── INPUT DATA
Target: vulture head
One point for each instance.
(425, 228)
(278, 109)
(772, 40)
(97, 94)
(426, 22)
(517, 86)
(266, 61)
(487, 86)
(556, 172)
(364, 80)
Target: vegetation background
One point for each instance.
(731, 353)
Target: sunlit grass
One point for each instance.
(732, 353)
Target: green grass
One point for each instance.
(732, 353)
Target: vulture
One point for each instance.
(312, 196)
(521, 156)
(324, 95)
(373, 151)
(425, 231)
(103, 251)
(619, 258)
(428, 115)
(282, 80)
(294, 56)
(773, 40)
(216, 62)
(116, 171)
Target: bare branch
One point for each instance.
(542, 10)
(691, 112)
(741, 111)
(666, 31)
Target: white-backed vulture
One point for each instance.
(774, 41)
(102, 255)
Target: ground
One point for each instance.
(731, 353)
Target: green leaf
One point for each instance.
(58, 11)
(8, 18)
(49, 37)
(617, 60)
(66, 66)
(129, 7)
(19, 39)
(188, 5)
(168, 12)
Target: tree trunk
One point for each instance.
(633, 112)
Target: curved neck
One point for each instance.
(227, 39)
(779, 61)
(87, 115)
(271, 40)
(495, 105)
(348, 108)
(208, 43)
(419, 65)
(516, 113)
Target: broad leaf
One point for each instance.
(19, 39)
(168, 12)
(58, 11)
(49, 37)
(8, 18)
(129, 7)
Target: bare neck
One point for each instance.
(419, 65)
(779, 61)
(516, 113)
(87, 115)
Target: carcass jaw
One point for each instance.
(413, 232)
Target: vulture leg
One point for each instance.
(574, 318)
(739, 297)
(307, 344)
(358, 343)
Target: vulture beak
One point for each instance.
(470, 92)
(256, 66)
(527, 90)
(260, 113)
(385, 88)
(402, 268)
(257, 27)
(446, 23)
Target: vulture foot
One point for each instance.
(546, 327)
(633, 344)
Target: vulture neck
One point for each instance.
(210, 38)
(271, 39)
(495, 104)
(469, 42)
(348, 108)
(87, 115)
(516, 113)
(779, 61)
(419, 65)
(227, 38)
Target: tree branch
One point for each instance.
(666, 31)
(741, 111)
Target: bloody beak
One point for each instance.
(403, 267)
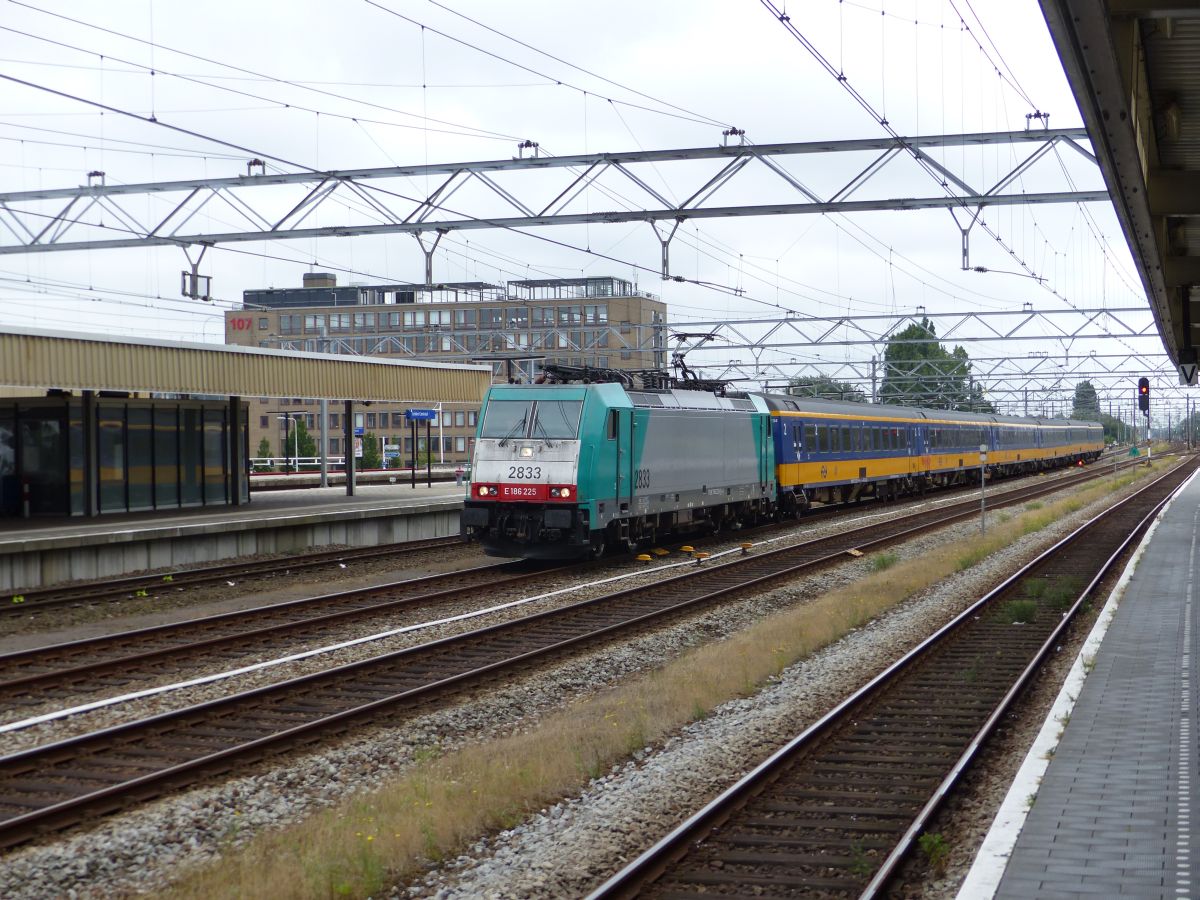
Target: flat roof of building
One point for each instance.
(73, 361)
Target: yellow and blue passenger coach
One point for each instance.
(828, 451)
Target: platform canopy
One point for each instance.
(1132, 65)
(42, 360)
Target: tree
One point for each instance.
(825, 389)
(1087, 405)
(370, 451)
(919, 372)
(299, 437)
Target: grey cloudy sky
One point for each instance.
(358, 83)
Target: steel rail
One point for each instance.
(113, 589)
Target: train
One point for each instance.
(573, 471)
────
> [WHAT YOU WILL DO]:
Every record must be set down again exactly; pictures do not belong in the copy.

> [OUTPUT]:
Target: vulture head
One point for each instance.
(425, 228)
(278, 109)
(772, 40)
(97, 94)
(426, 22)
(517, 86)
(266, 61)
(487, 86)
(556, 172)
(364, 80)
Target: vegetation background
One point for each instance.
(731, 353)
Target: sunlit grass
One point for each instance.
(732, 353)
Target: green grass
One point for each instance.
(732, 353)
Target: vulture
One point for each instance.
(312, 196)
(521, 156)
(324, 95)
(373, 151)
(425, 231)
(103, 251)
(619, 258)
(428, 115)
(282, 80)
(294, 56)
(773, 40)
(216, 62)
(116, 171)
Target: bare branch
One point for each instance.
(542, 10)
(691, 112)
(741, 111)
(666, 31)
Target: white-backed vulture
One point for each instance.
(774, 41)
(102, 255)
Target: ground
One point for each instance.
(731, 353)
Target: green leaf
One point for each instance.
(58, 11)
(8, 18)
(49, 37)
(617, 60)
(66, 66)
(129, 7)
(19, 39)
(188, 5)
(168, 12)
Target: tree trunk
One point for each instance.
(633, 112)
Target: curved neck
One point for each instance.
(227, 39)
(779, 61)
(87, 115)
(271, 40)
(495, 105)
(348, 108)
(208, 43)
(419, 65)
(516, 113)
Target: broad leaf
One point for each instance.
(19, 39)
(168, 12)
(58, 11)
(49, 37)
(8, 18)
(129, 7)
Target: bare neck
One point for each instance.
(419, 65)
(779, 61)
(516, 113)
(87, 115)
Target: carcass jaw
One point for each instance.
(413, 232)
Target: vulture leg
One point for each instance.
(574, 318)
(739, 297)
(307, 344)
(358, 343)
Target: vulture beak
One point for each instance.
(470, 92)
(256, 66)
(527, 90)
(260, 113)
(385, 88)
(402, 268)
(257, 27)
(446, 23)
Target: vulture foot
One point for each instance.
(546, 327)
(633, 344)
Target: vulture neck
One point for each instance.
(210, 38)
(271, 39)
(495, 104)
(469, 42)
(348, 108)
(87, 115)
(516, 113)
(779, 61)
(419, 65)
(227, 38)
Target: tree branch
One point for each instance.
(666, 31)
(741, 111)
Target: bloody beak
One point for each instance.
(403, 267)
Target: flat roof of building
One point for each instance.
(73, 361)
Target: yellow and blue passenger coach
One point for each instance.
(828, 451)
Target: platform canopy
One point for each instance.
(1132, 65)
(42, 360)
Target: tree
One point for each instance.
(825, 389)
(1087, 405)
(370, 451)
(919, 372)
(299, 437)
Target: grey cloudy sky
One point for each instance.
(358, 83)
Target: steel rail
One point for each instance.
(113, 589)
Target: train
One point for each instance.
(573, 471)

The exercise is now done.